• _課題一覧_
[1] 看取りケアに関する抜粋によると、東海大学安楽死事件に対する横浜地方裁判所の判決は何年に出されましたか？
[2] 看取りケアに関する抜粋を、最後の文の次から引き継いで書き進めてください。

人の生死に関わることですし、人生の終焉を目の当たりにすることで、看取りケアに対して不安や恐怖を感じている介護職員も少なくないのではないでしょうか。

今回は、介護施設で行われている「看取りケア」についての解説と、不安に思っている介護職員に対して、私なりにメッセージを贈ろうと思います。

「安楽死」と「尊厳死」の違い

まず、区別をしておきたいのが「安楽死」と「尊厳死(自然死)」の違いです。

安楽死

回復の見込みがなく、苦痛の激しい末期の傷病者に対して、本人の意思に基づき、薬物を投与するなどして人為的に死を迎えさせること。
日本では法的には認められていない。横浜地方裁判所の東海大学安楽死事件(1991年)に対する判決(1995年)においては、

(1)患者に耐えがたい激しい肉体的苦痛があること

(2)患者は死が避けられず、その死期が迫っていること

(3)患者の肉体的苦痛を除去・緩和するために方法を尽くし、代替手段がないこと

(4)患者自身による、安楽死を望む意思表示があること

の4要件を満たせば、安楽死が認められる(違法ではない)とされたが、これまで認められた例はない。

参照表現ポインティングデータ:

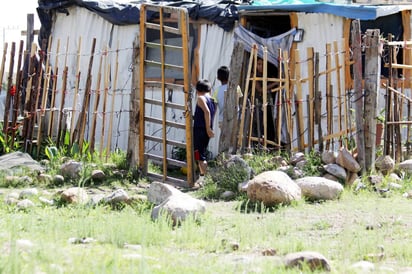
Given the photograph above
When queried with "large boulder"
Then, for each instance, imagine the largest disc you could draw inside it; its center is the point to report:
(319, 188)
(273, 188)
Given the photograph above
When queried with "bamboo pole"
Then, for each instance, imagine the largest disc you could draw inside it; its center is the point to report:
(16, 102)
(252, 98)
(63, 95)
(96, 104)
(44, 97)
(76, 91)
(81, 122)
(8, 95)
(280, 104)
(28, 116)
(265, 96)
(245, 99)
(107, 68)
(339, 87)
(3, 63)
(60, 130)
(329, 105)
(299, 103)
(318, 103)
(288, 95)
(53, 99)
(116, 70)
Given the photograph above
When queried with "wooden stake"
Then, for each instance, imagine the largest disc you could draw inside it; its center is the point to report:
(53, 99)
(16, 102)
(116, 70)
(107, 69)
(3, 63)
(76, 92)
(8, 95)
(60, 130)
(96, 104)
(81, 122)
(245, 99)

• _解答結果_
[1] 1995年

[2]
積極的安楽死とも呼ばれる。

尊厳死 回復の見込みがない傷病者に対して、本人のリヴィング・ウィル(生前の意思)に基づき、人工呼吸器や点滴などの生命維持装置を外し、人工的な延命措置を中止して、寿命が尽きたときに自然な死を迎えさせること。
植物状態におちいるなどしたとき、人工的な延命措置によって生命を維持し続けることは、人間としての尊厳を保っていないと本人が考えた場合、人工的な延命措置を行わずに自然な死を選ぶ権利があるとする考え方にもとづく。QOL(生命の質)を重視する流れから、この権利が求められるようになった。
消極的安楽死とも呼ばれる。

【引用元】進研ゼミ 高校講座

https://kou.benesse.co.jp/nigate/social/a13n0510.html

つまり、

  • 「安楽死」とは生命が燃え尽きる前に命の炎を消すこと(積極的安楽死)
  • 「尊厳死」とは生命が燃え尽きる時に延命措置をせずに命の炎が消えるのを迎えること(消極的安楽死)

ということになります。

介護施設で行われている看取りケアは、 後者の「尊厳死(自然死)」になります。

但し、尊厳死も「消極的安楽死」と言われているので、混同しやすいのも無理はありません。

「目的」と「終焉の迎え方」が違うので区別をしておく必要があります。

介護施設では「リヴィング・ウィル」が難しい

リヴィング・ウィルとは、生前の意思確認のことです。

つまり、生きている間に本人が、「その時」が来たらどうしたいかを、意思として表明し確認しておくのです。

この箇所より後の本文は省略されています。